**TEXTO FORNECIDO**.
::::::::
O Brasil pode crescer e se estabilizar, mas só se o governo der uma nova definição ao Plano Real
A dramática iniciativa tomada pelo governo norte-americano –movido pelo Tesouro e pelo presidente do Federal Reserve (banco central dos EUA), Alan Greenspan– de solicitar ao Congresso a concessão de um pacote extra de US$ 25 bilhões ou até mesmo US$ 40 bilhões para o México modificou o cenário completamente.
Não há mais motivo para pânico, não há mais perspectivas de que o problema de liquidez do México degenere em não-pagamento e falta sistêmica de crédito para a América Latina inteira. Evitou-se a perspectiva extrema, de um retrocesso até 1982, mas é claro que isso não significa que tudo já tenha voltado ao normal.
Há apenas alguns dias, a segunda tentativa mexicana de leiloar Tesobonus fracassou totalmente e o pânico se instaurou. Qualquer tentativa de diferenciar a situação atual da crise da dívida de 1982 tinha acabado –o México não conseguia levantar dinheiro para pagar os juros de suas dívidas, dentro de pouco tempo o fundo de estabilização de US$ 18 bilhões iria acabar, antes mesmo que metade dos Tesobonus pendentes tivessem vencido.
Era iminente uma reestruturação involuntária da dívida mexicana, exatamente como aconteceu em 1982. E se isso acontecesse, quem poderia duvidar que o próximo seria a Argentina e até mesmo o Brasil?
Os mercados em pesos e créditos mexicanos desapareceram –o mercado passou a exibir imensos "spreads", falta de liquidez e uma espiral descendente de maciços resgates de fundos mútuos forçando a liquidação de títulos a qualquer preço.
O processo que testemunhamos durante as últimas semanas só pode ser descrito como um "desmoronamento". Em pouco tempo as dificuldades políticas mexicanas relativas ao plano de estabilização eclipsaram o pacote estabilizador de US$ 18 bilhões. Alan Greenspan disse ao Congresso que tratava-se do pior pânico financeiro dos últimos 35 anos, trazendo à tona até mesmo memórias do Kreditanstalt.
É verdade que há compradores atentos nos bastidores, ansiosos para tirar vantagem dos baixíssimos preços. O guarda-chuva fornecido pelo Tesouro garante a cobertura de que os investidores precisam para começarem a assumir o risco mexicano.
::::::::
**LINHAS DE DADOS**.
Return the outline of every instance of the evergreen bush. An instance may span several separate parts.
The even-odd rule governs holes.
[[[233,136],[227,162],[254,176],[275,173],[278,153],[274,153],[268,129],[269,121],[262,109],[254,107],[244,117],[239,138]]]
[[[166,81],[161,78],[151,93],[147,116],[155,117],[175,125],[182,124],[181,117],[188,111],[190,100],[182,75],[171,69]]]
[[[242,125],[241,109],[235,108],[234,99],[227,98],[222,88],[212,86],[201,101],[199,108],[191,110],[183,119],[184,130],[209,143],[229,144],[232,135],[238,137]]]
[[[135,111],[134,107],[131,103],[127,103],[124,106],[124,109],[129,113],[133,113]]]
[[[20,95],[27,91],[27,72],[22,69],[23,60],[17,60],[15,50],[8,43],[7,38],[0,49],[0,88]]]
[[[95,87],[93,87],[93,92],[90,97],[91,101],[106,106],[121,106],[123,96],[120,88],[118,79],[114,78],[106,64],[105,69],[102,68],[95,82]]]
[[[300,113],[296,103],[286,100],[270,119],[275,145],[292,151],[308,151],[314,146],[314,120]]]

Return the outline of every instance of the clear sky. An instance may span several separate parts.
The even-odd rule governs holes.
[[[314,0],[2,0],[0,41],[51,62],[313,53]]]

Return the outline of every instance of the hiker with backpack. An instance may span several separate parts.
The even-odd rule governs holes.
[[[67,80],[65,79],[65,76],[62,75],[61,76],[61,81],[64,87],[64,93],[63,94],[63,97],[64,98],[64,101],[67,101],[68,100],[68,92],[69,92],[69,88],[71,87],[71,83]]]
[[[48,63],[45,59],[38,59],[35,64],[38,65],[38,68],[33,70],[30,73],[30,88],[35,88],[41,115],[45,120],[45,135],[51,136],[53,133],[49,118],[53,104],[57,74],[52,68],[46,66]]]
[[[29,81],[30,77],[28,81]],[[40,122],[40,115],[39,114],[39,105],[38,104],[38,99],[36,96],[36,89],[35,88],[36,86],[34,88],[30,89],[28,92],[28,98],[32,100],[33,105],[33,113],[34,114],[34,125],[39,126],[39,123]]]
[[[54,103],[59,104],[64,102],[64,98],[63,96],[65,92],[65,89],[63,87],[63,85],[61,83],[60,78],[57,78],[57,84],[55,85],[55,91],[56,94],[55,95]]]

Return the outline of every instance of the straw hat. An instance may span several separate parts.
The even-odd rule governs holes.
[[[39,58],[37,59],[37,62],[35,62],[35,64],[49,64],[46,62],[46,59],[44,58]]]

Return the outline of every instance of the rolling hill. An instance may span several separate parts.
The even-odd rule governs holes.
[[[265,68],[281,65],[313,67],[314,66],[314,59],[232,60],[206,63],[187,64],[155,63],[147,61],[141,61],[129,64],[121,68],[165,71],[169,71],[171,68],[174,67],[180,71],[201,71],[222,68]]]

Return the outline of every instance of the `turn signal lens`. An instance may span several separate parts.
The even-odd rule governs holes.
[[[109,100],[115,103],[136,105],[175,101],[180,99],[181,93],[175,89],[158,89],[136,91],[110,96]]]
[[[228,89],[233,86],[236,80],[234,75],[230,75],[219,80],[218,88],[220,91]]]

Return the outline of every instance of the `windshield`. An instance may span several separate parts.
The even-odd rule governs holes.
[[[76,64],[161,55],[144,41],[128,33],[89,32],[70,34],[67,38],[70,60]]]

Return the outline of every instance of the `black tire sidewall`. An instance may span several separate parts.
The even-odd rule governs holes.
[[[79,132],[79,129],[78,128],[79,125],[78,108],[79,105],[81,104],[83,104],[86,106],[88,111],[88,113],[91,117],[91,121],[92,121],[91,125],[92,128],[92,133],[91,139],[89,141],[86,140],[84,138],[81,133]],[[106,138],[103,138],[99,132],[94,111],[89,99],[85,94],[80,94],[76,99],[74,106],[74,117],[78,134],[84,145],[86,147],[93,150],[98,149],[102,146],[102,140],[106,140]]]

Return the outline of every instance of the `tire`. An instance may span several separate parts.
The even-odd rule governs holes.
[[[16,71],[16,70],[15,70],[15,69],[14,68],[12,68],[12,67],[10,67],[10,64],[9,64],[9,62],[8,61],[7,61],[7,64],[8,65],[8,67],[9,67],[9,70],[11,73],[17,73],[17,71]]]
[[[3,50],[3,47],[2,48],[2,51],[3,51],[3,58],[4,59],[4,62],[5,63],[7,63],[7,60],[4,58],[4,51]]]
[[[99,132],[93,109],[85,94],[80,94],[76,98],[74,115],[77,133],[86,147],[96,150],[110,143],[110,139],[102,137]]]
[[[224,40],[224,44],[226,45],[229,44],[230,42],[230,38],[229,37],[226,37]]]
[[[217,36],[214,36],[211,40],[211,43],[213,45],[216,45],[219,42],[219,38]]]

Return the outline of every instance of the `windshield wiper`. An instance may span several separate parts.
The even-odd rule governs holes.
::::::::
**PROBLEMA A RESOLVER**. Para cada afirmação a seguir, diga se concorda com o texto sobre a crise mexicana e responda sim ou não, citando literalmente o trecho decisivo. 1. O pacote extra solicitado ao Congresso para o México poderia chegar a US$ 40 bilhões. 2. A segunda tentativa mexicana de leiloar Tesobonus foi bem-sucedida. 3. Alan Greenspan disse ao Congresso que se tratava do pior pânico financeiro dos últimos 50 anos.

**RESPOSTA**.
1. Sim: "um pacote extra de US$ 25 bilhões ou até mesmo US$ 40 bilhões para o México"
2. Não: "a segunda tentativa mexicana de leiloar Tesobonus fracassou totalmente"
3. Não: "tratava-se do pior pânico financeiro dos últimos 35 anos"